[PROVIDED ENTRIES Boundary: Start]

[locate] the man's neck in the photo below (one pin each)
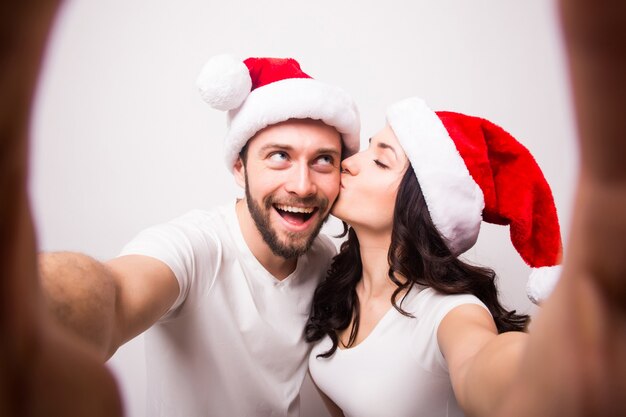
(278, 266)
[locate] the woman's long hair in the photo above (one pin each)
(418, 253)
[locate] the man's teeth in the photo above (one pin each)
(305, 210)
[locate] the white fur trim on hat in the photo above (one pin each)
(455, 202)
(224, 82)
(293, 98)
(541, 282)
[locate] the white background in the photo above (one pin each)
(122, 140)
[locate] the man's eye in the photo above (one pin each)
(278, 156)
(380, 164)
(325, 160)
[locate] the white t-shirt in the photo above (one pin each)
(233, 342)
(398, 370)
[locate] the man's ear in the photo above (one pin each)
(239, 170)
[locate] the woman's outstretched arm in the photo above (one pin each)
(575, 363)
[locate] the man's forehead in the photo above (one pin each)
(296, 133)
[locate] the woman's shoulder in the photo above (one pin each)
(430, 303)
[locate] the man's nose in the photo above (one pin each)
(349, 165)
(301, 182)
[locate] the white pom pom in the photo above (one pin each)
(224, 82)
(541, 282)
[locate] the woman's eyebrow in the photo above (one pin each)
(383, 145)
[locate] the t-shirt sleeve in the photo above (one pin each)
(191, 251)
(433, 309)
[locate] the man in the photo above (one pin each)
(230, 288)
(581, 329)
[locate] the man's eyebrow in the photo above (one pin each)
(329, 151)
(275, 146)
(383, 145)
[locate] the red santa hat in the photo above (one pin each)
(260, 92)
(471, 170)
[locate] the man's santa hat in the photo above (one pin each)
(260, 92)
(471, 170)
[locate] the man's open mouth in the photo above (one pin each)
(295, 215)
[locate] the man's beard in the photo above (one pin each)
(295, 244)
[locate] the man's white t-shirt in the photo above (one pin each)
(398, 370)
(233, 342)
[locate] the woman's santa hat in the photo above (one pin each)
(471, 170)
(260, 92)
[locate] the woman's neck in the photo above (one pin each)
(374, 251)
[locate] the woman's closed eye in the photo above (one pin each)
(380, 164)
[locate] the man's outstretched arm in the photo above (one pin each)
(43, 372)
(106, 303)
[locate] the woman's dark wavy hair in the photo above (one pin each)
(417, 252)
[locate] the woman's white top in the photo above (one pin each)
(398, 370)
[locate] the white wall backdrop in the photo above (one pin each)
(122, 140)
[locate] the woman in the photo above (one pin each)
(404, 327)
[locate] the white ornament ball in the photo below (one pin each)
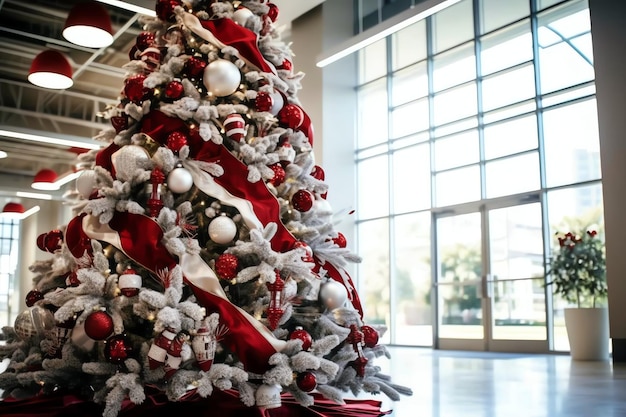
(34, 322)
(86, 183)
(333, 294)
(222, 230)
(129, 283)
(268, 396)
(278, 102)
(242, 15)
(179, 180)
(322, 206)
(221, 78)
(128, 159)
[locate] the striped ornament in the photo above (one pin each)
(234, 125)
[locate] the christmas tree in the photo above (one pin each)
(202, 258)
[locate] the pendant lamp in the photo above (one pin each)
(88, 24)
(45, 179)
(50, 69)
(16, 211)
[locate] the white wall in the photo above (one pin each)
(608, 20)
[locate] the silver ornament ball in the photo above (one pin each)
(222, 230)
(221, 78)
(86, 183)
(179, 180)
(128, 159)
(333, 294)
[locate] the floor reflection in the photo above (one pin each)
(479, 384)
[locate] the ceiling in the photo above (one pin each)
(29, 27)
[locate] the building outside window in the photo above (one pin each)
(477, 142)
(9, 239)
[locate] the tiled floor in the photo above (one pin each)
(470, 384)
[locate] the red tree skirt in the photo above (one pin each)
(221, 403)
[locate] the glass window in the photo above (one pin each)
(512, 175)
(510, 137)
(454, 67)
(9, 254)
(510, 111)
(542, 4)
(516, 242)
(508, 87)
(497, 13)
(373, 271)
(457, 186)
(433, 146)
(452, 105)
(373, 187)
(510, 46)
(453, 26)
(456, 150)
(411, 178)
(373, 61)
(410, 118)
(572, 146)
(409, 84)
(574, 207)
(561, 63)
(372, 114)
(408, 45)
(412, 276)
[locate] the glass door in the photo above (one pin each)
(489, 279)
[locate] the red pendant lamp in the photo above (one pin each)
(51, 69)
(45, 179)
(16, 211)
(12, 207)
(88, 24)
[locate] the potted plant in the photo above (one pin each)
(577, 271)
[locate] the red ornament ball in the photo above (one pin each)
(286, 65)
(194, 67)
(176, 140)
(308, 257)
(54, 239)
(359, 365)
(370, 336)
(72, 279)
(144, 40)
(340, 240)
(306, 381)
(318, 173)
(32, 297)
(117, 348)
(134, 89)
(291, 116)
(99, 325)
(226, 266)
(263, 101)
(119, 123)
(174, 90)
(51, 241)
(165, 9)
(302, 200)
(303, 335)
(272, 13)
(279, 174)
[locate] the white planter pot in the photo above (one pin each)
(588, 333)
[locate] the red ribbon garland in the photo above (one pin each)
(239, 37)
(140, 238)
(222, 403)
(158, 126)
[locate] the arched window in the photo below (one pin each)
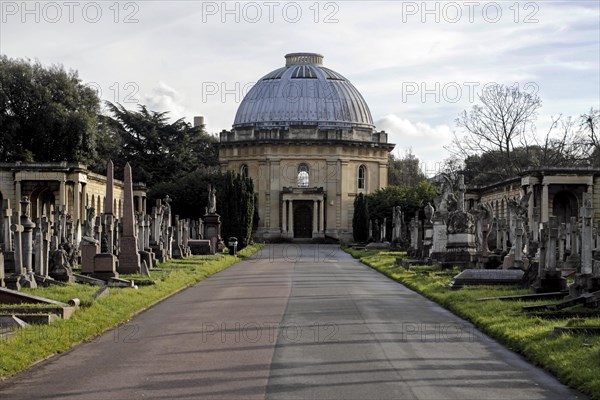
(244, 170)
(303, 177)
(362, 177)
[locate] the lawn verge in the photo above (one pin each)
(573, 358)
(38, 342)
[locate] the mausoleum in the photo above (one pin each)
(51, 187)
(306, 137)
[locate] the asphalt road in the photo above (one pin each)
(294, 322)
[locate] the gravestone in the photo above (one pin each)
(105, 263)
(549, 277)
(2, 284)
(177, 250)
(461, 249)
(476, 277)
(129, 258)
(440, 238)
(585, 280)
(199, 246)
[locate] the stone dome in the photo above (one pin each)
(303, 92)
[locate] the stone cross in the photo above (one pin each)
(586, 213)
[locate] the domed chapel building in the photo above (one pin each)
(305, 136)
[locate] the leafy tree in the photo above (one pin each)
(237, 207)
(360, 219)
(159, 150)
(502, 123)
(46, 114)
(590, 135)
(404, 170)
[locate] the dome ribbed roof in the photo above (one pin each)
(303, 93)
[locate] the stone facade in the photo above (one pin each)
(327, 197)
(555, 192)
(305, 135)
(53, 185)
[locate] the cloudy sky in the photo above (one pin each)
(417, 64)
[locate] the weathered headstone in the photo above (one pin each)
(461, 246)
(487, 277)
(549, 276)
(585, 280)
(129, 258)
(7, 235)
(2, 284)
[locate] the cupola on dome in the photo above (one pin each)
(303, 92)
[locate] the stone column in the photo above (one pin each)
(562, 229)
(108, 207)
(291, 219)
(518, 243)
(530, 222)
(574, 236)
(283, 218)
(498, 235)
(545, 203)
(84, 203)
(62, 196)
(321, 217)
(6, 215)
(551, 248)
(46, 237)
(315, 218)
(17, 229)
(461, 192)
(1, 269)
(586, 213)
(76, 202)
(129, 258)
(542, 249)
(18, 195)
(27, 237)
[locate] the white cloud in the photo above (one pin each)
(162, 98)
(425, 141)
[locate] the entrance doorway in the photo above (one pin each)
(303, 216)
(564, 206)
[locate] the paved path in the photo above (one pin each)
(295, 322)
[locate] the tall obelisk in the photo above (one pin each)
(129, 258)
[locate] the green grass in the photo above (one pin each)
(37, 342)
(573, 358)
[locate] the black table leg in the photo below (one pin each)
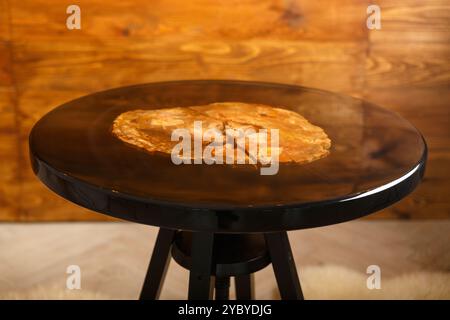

[PROVIDED ENTRIES Boundary: End]

▶ **WHAT THE TASK REQUIRES**
Keep the pictures out and transcribe the listing exactly.

▶ **YOUR SOLUTION**
[locate] the man's neck in the photo below (one pin each)
(278, 266)
[locate] the woman's long hair in the photo above (one pin each)
(418, 253)
[locate] the man's teeth in the photo above (one pin each)
(305, 210)
[locate] the white fur trim on hat in the photo above (one pin each)
(455, 202)
(224, 82)
(293, 98)
(541, 282)
[locate] the white background in the photo above (one pin each)
(122, 140)
[locate] the man's eye in the photo above (one pin each)
(278, 156)
(380, 164)
(325, 160)
[locate] the white t-shirt in the photo above (one pin each)
(233, 342)
(398, 370)
[locate] the man's ear in the photo above (one pin each)
(239, 170)
[locate] the woman's outstretched arm in the photo above (one pin each)
(575, 363)
[locate] the man's forehead in the photo above (one pin each)
(296, 133)
[locate] the woman's shoulder in the photo above (one pin each)
(430, 303)
[locate] the man's nose in the photo above (one pin each)
(349, 165)
(301, 182)
[locate] the white pom pom in the photo above (one pin each)
(224, 82)
(541, 282)
[locate] the woman's eyebrow in the photo above (one pin each)
(383, 145)
[locate] the t-shirt sleeve in the photo above (one pin each)
(191, 251)
(433, 309)
[locate] the man in the photo above (one pin each)
(230, 288)
(581, 329)
[locate] the man's eyebrow in the photo above (one pin each)
(329, 151)
(275, 146)
(383, 145)
[locate] the red santa hat in the photo above (one pin each)
(260, 92)
(471, 170)
[locate] the man's santa hat in the photo above (one pin each)
(260, 92)
(471, 170)
[locate] the man's open mouth in the photo above (one pin each)
(295, 215)
[locate] the man's beard in the photo above (one pin each)
(295, 244)
[locate] the man's white t-shirt in the photo above (one pin each)
(398, 370)
(233, 342)
[locate] the woman's santa hat in the photo above (one pin each)
(471, 170)
(260, 92)
[locate] the woman's neck in the photo above (one pin each)
(374, 251)
[locate] the woman's closed eye in the photo above (one pin each)
(380, 164)
[locate] the man's outstretched arm in the photo above (one pin each)
(43, 372)
(106, 303)
[locate] the woman's dark wavy hair in the photo above (one pin each)
(417, 252)
[locate] the woman's white top in the photo above (one pin each)
(398, 370)
[locate] the white wall backdrop in the photo above (one pin each)
(122, 140)
[locate] the woman in the photo above (one pin each)
(404, 327)
[locate] the white ornament ball in the photo below (one pin each)
(34, 322)
(86, 183)
(333, 294)
(222, 230)
(129, 283)
(268, 396)
(278, 102)
(242, 15)
(179, 180)
(322, 206)
(221, 78)
(128, 159)
[locate] the striped ornament in the photo above (one pin each)
(234, 125)
[locate] the christmas tree in the photo above (one pin each)
(202, 258)
[locate] the pendant lamp in the photo above (one pin each)
(88, 24)
(45, 179)
(50, 69)
(16, 211)
[locate] the white wall in the photo above (one pin each)
(608, 20)
[locate] the silver ornament ball in the photo above (one pin each)
(222, 230)
(221, 78)
(86, 183)
(179, 180)
(128, 159)
(333, 294)
[locate] the floor reflection in the photo above (one pin each)
(479, 384)
[locate] the ceiling in the photo above (one pin each)
(29, 27)
[locate] the building outside window in the photo above (one pin each)
(477, 142)
(9, 239)
[locate] the tiled floor in the photo above (one pin each)
(470, 384)
[locate] the red tree skirt in the photo above (one pin each)
(221, 403)
[locate] the glass window in the photo above (one pin each)
(512, 175)
(510, 137)
(454, 67)
(9, 254)
(510, 111)
(542, 4)
(516, 242)
(508, 87)
(497, 13)
(373, 271)
(457, 186)
(433, 146)
(452, 105)
(373, 187)
(510, 46)
(453, 26)
(456, 150)
(411, 178)
(373, 61)
(410, 118)
(572, 146)
(409, 84)
(574, 207)
(561, 63)
(372, 114)
(408, 45)
(412, 276)
[locate] the glass door in the photo above (one pin each)
(489, 279)
[locate] the red pendant lamp in the photo above (one pin each)
(51, 69)
(45, 179)
(16, 211)
(12, 207)
(88, 24)
[locate] the potted plant in the photo above (one pin each)
(577, 271)
[locate] the red ornament ball in the photo above (one pin each)
(286, 65)
(194, 67)
(176, 140)
(308, 257)
(54, 239)
(359, 365)
(370, 336)
(72, 279)
(144, 40)
(340, 240)
(306, 381)
(318, 173)
(32, 297)
(117, 348)
(134, 89)
(291, 116)
(99, 325)
(226, 266)
(263, 101)
(119, 123)
(174, 90)
(51, 241)
(165, 9)
(302, 200)
(303, 335)
(272, 13)
(279, 174)
[locate] the white planter pot in the photo above (one pin each)
(588, 333)
[locate] the red ribbon garland in the photo above (one pin each)
(239, 37)
(140, 238)
(222, 403)
(158, 126)
[locate] the arched window in the photo below (one pin each)
(244, 170)
(303, 177)
(362, 177)
[locate] the lawn verge in the photo above (one pin each)
(573, 358)
(38, 342)
[locate] the mausoleum in the photo above (one pin each)
(51, 187)
(306, 137)
[locate] the asphalt road in the photo above (one pin each)
(294, 322)
[locate] the gravestone in the photo above (one pin each)
(105, 263)
(549, 277)
(2, 284)
(177, 250)
(461, 249)
(476, 277)
(129, 258)
(440, 238)
(585, 280)
(199, 246)
[locate] the stone dome in the photo above (one pin each)
(303, 92)
[locate] the stone cross in the photo above (one pin each)
(586, 213)
[locate] the domed chapel building in the photo above (one pin each)
(305, 136)
[locate] the leafy tree in the photo above (one pin each)
(237, 207)
(360, 219)
(159, 150)
(502, 123)
(46, 114)
(590, 135)
(404, 170)
[locate] the dome ribbed roof in the photo above (one pin each)
(303, 93)
[locate] the stone facade in the photo above (one pin each)
(327, 197)
(555, 192)
(305, 135)
(53, 185)
[locate] the cloudy sky in the photo above (one pin each)
(417, 64)
[locate] the weathered headstone in the photo above (one pin each)
(461, 246)
(487, 277)
(549, 276)
(585, 280)
(129, 258)
(7, 235)
(2, 284)
[locate] the cupola on dome in the photo above (one pin each)
(303, 92)
[locate] the stone column in the photo above (one pin each)
(562, 229)
(108, 207)
(291, 219)
(518, 243)
(530, 222)
(574, 236)
(283, 218)
(498, 235)
(545, 203)
(84, 203)
(62, 196)
(321, 217)
(6, 215)
(551, 248)
(46, 237)
(315, 218)
(17, 229)
(461, 192)
(1, 269)
(586, 213)
(76, 202)
(129, 258)
(542, 249)
(18, 195)
(27, 237)
[locate] the white cloud in the photo above (one pin each)
(162, 98)
(425, 141)
[locate] the entrance doorway in the photo above (one pin each)
(303, 216)
(564, 206)
[locate] the paved path in the photo above (one pin each)
(295, 322)
[locate] the tall obelisk in the photo above (one pin each)
(129, 258)
[locate] the green grass in the photo above (one pin each)
(37, 342)
(573, 358)
[locate] the black table leg in the photo below (one pin each)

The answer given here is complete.